- Work instructions -
Your answer must be the records below, given again exactly, with no pictures in it.
──────── Listed records ────────
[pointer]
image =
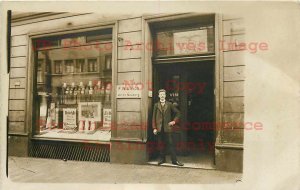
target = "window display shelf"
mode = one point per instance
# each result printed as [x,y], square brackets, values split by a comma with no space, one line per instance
[98,135]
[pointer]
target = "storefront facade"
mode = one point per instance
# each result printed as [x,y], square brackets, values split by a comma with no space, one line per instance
[82,86]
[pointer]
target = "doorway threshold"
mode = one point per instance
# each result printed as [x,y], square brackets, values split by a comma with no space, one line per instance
[189,162]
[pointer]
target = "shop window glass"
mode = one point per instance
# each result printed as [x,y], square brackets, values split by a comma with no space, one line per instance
[73,86]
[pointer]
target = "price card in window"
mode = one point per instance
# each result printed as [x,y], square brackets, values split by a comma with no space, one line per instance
[69,119]
[106,117]
[190,42]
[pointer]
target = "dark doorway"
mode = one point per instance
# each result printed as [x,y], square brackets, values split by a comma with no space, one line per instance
[190,86]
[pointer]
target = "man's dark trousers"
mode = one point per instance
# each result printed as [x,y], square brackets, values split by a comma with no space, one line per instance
[166,140]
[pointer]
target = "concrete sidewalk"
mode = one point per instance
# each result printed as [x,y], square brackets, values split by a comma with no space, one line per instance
[38,170]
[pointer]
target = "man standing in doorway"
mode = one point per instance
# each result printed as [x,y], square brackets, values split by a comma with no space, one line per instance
[162,124]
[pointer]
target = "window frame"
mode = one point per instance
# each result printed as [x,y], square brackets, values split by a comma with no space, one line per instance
[31,112]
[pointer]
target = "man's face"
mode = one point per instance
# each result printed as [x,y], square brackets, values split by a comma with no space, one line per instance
[162,96]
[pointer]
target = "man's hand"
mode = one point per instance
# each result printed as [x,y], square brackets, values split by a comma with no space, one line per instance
[172,123]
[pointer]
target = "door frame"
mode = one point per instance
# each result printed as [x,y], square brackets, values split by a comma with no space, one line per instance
────────
- Finished exercise -
[pointer]
image =
target = "window display shelf"
mode = one point per instance
# each result printed as [x,y], square brackets, values split by a comma with no space, one line per instance
[98,135]
[pointer]
target = "storefront facade"
mode = one point per instance
# each result printed as [x,y], square brackets, values split by a comma with no space, one line per instance
[82,86]
[pointer]
target = "doorway threshold"
mode = one point per instance
# each result printed as [x,y], square brackets, values split by a comma with no space, one line per instance
[189,162]
[pointer]
target = "shop window glass"
mode = one point per instance
# each result printed as [x,y], square brackets, values split by a comma with no space, one line per instance
[73,86]
[pointer]
target = "price card in window"
mode = one point per instance
# each result printed as [x,y], square brackets, values split by a comma with no space, one line per instance
[69,119]
[106,117]
[190,42]
[pointer]
target = "dark doorway"
mode = one point per instance
# each result printed as [x,y], square brackets, values split by a comma with no space, one line per instance
[190,86]
[pointer]
target = "man's dark trousers"
mode = one point per instance
# each result printed as [x,y], square brackets, values split by a comma with no space, one line per instance
[166,140]
[pointer]
target = "concrete sidewalk"
mode = one point per instance
# each result printed as [x,y], square brackets, values split by a comma with no space, one line per instance
[38,170]
[pointer]
target = "man standing in doorway"
mode = one point per instance
# each result printed as [x,y], square brackets, values split by a comma with no space, one line per instance
[162,124]
[pointer]
target = "window frame"
mode = one point per instance
# each result printed as [x,y], square brackets, values split by a comma with no space, one line per instance
[31,112]
[pointer]
target = "man's face"
mode = one point per instance
# each result printed as [x,y], square brackets, values split by a comma with no space, one line per instance
[162,96]
[pointer]
target = "man's hand"
mode = one point per instance
# each result printed as [x,y], square brackets, values split by a comma with no space, one line per instance
[172,123]
[pointer]
target = "door frame"
mode = one point per instance
# each result printed as [x,y], square brackets, values split by a comma with no space, one line per instance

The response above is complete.